-- Begin Given text --

I guess I am speaking to the 'younger' crowd on that issue simply because the amount of capital is usually lower and the 'dreams of fortune' are perhaps more frequent while many in the 'less young' or more experienced crowd have already achieved a level of financial success that provides a comfort level and position where applying maximum risk is no longer even a thought. However I address the younger, less experienced segment based on the majority of PM's and emails I get from fellow investors because time is one thing the younger crowd has on their side in terms of investing. In my opinion, building their wealth in terms of equity investments over the longer haul doesn't require borrowing money to achieve it. Especially if they adhere to the types of investments we discuss in relationship to The Gorilla Game.

-- End Given text --
-- Begin Data entries --

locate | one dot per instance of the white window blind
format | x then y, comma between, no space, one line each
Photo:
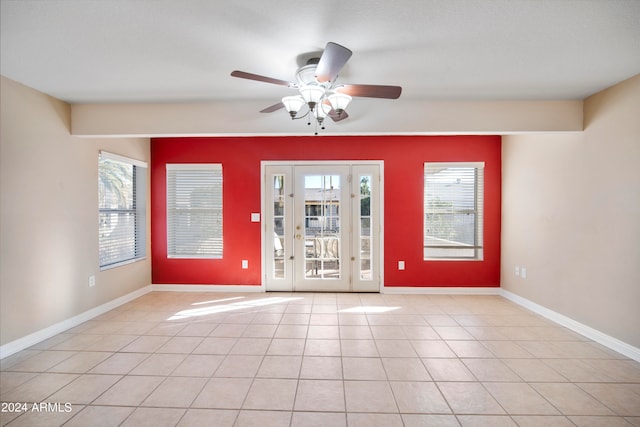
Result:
122,188
194,211
453,210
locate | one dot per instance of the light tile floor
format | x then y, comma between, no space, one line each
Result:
323,359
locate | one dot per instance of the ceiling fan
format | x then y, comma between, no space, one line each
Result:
318,90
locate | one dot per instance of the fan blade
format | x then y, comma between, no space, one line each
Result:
257,77
337,117
272,108
331,62
371,91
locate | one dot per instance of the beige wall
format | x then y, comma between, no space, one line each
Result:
571,216
49,217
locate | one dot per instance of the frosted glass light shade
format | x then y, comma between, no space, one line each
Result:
312,94
339,101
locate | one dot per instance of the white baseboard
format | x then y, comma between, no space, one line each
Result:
587,331
46,333
207,288
439,291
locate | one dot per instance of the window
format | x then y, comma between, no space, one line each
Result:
453,205
194,211
122,188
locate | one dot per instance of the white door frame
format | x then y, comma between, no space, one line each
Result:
267,240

-- End Data entries --

■ Tasks to carry out ■
A) For the passage on younger investors, does each statement agree with it? Answer yes or no for each, quoting the deciding words. (i) The writer addresses the younger segment because of the private messages and emails received from fellow investors. (ii) The writer holds that building wealth in equity investments over the longer haul requires borrowing money. (iii) The writer says the younger crowd usually has a larger amount of capital.
B) According to the passage on younger investors, what does the younger crowd have on its side in terms of investing?
C) Reproduce the passage on younger investors word for word between "I guess I am" and "The Gorilla Game.", inclusive.

■ Solution set ■
A)
(i) Yes: "based on the majority of PM's and emails I get from fellow investors"
(ii) No: "building their wealth in terms of equity investments over the longer haul doesn't require borrowing money to achieve it"
(iii) No: "the amount of capital is usually lower"

B) Time.

C)
I guess I am speaking to the 'younger' crowd on that issue simply because the amount of capital is usually lower and the 'dreams of fortune' are perhaps more frequent while many in the 'less young' or more experienced crowd have already achieved a level of financial success that provides a comfort level and position where applying maximum risk is no longer even a thought. However I address the younger, less experienced segment based on the majority of PM's and emails I get from fellow investors because time is one thing the younger crowd has on their side in terms of investing. In my opinion, building their wealth in terms of equity investments over the longer haul doesn't require borrowing money to achieve it. Especially if they adhere to the types of investments we discuss in relationship to The Gorilla Game.